- Opening Delimiter -
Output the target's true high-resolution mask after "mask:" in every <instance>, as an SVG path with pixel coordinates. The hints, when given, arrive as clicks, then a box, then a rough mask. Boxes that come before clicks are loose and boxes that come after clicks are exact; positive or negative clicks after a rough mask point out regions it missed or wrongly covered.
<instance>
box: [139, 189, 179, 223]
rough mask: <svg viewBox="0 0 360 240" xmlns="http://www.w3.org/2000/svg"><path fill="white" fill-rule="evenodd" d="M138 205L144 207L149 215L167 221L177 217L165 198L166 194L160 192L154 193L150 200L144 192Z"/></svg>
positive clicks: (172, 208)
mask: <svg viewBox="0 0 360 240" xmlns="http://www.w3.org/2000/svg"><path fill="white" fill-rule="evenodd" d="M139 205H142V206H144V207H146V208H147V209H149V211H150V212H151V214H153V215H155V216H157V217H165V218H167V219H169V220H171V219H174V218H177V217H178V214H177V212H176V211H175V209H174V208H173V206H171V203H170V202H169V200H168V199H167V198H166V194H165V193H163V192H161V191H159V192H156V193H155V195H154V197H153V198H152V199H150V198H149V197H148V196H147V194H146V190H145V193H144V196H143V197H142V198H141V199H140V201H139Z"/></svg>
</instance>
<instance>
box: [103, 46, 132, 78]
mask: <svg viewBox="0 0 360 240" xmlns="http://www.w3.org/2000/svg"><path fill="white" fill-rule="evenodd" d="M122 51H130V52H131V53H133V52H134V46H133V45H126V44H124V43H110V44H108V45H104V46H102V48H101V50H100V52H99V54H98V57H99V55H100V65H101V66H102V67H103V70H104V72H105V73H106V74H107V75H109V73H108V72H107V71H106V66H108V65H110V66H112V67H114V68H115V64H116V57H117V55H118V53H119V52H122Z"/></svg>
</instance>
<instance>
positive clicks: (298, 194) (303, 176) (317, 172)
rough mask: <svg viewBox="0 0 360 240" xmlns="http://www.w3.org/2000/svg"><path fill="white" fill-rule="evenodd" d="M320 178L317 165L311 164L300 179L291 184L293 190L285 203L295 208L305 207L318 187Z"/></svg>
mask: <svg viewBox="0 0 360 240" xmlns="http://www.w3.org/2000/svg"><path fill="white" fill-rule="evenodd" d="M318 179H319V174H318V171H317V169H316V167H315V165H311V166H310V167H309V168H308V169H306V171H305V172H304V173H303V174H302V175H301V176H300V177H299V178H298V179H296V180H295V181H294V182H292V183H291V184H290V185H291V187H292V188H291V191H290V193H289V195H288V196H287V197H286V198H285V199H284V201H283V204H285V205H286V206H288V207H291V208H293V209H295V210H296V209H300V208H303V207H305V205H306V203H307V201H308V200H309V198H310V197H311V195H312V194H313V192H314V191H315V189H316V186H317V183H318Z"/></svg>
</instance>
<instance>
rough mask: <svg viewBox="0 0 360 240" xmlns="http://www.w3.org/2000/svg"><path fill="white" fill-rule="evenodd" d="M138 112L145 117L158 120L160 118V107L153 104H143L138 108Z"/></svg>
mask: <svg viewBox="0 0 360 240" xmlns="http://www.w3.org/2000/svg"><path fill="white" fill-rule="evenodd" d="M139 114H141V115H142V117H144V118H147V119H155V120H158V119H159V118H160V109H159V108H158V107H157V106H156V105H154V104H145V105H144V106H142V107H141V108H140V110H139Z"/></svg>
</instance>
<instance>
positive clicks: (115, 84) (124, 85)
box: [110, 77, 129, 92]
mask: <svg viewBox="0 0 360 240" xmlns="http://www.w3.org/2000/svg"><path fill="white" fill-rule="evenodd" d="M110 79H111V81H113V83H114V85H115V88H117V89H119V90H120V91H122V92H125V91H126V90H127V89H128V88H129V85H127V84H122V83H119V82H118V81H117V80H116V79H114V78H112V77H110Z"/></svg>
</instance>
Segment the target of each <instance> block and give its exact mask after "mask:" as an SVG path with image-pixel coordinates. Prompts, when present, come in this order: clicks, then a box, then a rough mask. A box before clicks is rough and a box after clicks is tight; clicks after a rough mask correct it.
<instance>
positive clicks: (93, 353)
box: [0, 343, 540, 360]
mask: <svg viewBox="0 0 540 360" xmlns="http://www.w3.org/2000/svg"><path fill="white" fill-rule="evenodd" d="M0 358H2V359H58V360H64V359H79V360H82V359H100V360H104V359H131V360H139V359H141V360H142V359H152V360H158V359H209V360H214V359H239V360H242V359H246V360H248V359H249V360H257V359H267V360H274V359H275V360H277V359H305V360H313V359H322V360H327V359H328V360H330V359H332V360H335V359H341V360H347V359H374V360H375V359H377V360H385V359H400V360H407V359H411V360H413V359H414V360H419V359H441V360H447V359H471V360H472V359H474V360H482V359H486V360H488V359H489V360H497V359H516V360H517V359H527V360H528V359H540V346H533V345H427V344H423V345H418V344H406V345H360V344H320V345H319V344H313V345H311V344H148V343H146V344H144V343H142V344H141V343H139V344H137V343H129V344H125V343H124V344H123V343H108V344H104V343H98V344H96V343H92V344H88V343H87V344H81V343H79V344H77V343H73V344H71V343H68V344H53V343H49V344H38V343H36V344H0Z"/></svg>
- Closing Delimiter -
• TASK PROMPT
Hand back the listing exactly. Include every line.

• COMPLETED EXERCISE
Output the target's true high-resolution mask after "mask:" in every <instance>, as an SVG path with pixel coordinates. The hints, when given, arrive as clicks, then a box, then a rough mask. Boxes that come before clicks are loose and boxes that come after clicks are exact; positive or negative clicks after a rough mask point out regions it missed or wrongly covered.
<instance>
box: [139, 189, 179, 223]
rough mask: <svg viewBox="0 0 360 240" xmlns="http://www.w3.org/2000/svg"><path fill="white" fill-rule="evenodd" d="M138 205L144 207L149 215L167 221L177 217L165 198L166 194L160 192L154 193L150 200L144 192Z"/></svg>
positive clicks: (172, 208)
mask: <svg viewBox="0 0 360 240" xmlns="http://www.w3.org/2000/svg"><path fill="white" fill-rule="evenodd" d="M139 205H142V206H144V207H146V208H147V209H149V211H150V212H151V214H153V215H155V216H157V217H165V218H167V219H169V220H171V219H174V218H177V217H178V214H177V212H176V211H175V209H174V208H173V206H171V203H170V202H169V200H168V199H167V198H166V194H165V193H163V192H161V191H159V192H156V193H155V195H154V197H153V198H152V199H150V198H149V197H148V196H147V194H146V190H145V193H144V196H143V197H142V198H141V199H140V201H139Z"/></svg>
</instance>
<instance>
box: [103, 46, 132, 78]
mask: <svg viewBox="0 0 360 240" xmlns="http://www.w3.org/2000/svg"><path fill="white" fill-rule="evenodd" d="M122 51H130V52H131V53H133V52H134V46H133V45H126V44H124V43H110V44H108V45H104V46H102V48H101V50H100V52H99V54H98V57H99V55H100V65H101V66H102V67H103V70H104V72H105V73H106V74H107V75H109V73H108V72H107V71H106V66H108V65H110V66H112V67H114V68H115V64H116V57H117V55H118V53H119V52H122Z"/></svg>
</instance>
<instance>
positive clicks: (298, 194) (303, 176) (317, 172)
rough mask: <svg viewBox="0 0 360 240" xmlns="http://www.w3.org/2000/svg"><path fill="white" fill-rule="evenodd" d="M320 178L317 165L311 164L300 179L291 184L293 190L285 203L295 208L305 207L318 187Z"/></svg>
mask: <svg viewBox="0 0 360 240" xmlns="http://www.w3.org/2000/svg"><path fill="white" fill-rule="evenodd" d="M318 179H319V174H318V171H317V169H316V167H315V165H311V166H310V167H309V168H308V169H306V171H305V172H304V173H303V174H302V175H301V176H300V177H299V178H298V179H296V180H295V181H294V182H292V183H291V184H290V185H291V187H292V188H291V191H290V193H289V195H288V196H287V197H286V198H285V199H284V201H283V204H285V205H286V206H288V207H291V208H293V209H295V210H296V209H300V208H303V207H305V205H306V203H307V201H308V200H309V198H310V197H311V195H312V194H313V192H314V191H315V189H316V186H317V183H318Z"/></svg>
</instance>
<instance>
rough mask: <svg viewBox="0 0 360 240" xmlns="http://www.w3.org/2000/svg"><path fill="white" fill-rule="evenodd" d="M138 112L145 117L158 120L160 118V107L153 104H143L138 108Z"/></svg>
mask: <svg viewBox="0 0 360 240" xmlns="http://www.w3.org/2000/svg"><path fill="white" fill-rule="evenodd" d="M139 114H141V115H142V117H144V118H147V119H155V120H158V119H159V118H160V109H159V108H158V107H157V106H156V105H154V104H145V105H144V106H142V107H141V108H140V110H139Z"/></svg>
</instance>
<instance>
positive clicks: (115, 84) (124, 85)
box: [110, 77, 129, 92]
mask: <svg viewBox="0 0 360 240" xmlns="http://www.w3.org/2000/svg"><path fill="white" fill-rule="evenodd" d="M110 79H111V81H113V83H114V85H115V88H117V89H119V90H120V91H122V92H125V91H126V90H127V89H128V88H129V85H127V84H122V83H119V82H118V81H117V80H116V79H114V78H112V77H110Z"/></svg>
</instance>
Segment the target of each <instance> block and give its exact mask after "mask:" as an SVG path with image-pixel coordinates. Prompts, when present, come in this order: clicks, then a box, then a rough mask. A box before clicks is rough and a box after clicks is tight; clicks after a rough mask correct it.
<instance>
positive clicks: (93, 353)
box: [0, 343, 540, 360]
mask: <svg viewBox="0 0 540 360" xmlns="http://www.w3.org/2000/svg"><path fill="white" fill-rule="evenodd" d="M0 358H2V359H58V360H64V359H79V360H82V359H100V360H104V359H131V360H139V359H141V360H142V359H152V360H158V359H209V360H214V359H239V360H242V359H246V360H248V359H249V360H257V359H267V360H274V359H275V360H277V359H305V360H313V359H322V360H327V359H328V360H330V359H332V360H335V359H341V360H347V359H374V360H375V359H377V360H385V359H400V360H407V359H411V360H413V359H414V360H419V359H441V360H447V359H471V360H472V359H474V360H482V359H486V360H488V359H489V360H497V359H516V360H517V359H527V360H528V359H540V346H533V345H427V344H423V345H418V344H406V345H360V344H320V345H319V344H313V345H311V344H148V343H146V344H144V343H142V344H141V343H139V344H137V343H129V344H125V343H124V344H123V343H108V344H104V343H98V344H96V343H92V344H88V343H87V344H81V343H79V344H77V343H73V344H71V343H68V344H53V343H49V344H38V343H36V344H0Z"/></svg>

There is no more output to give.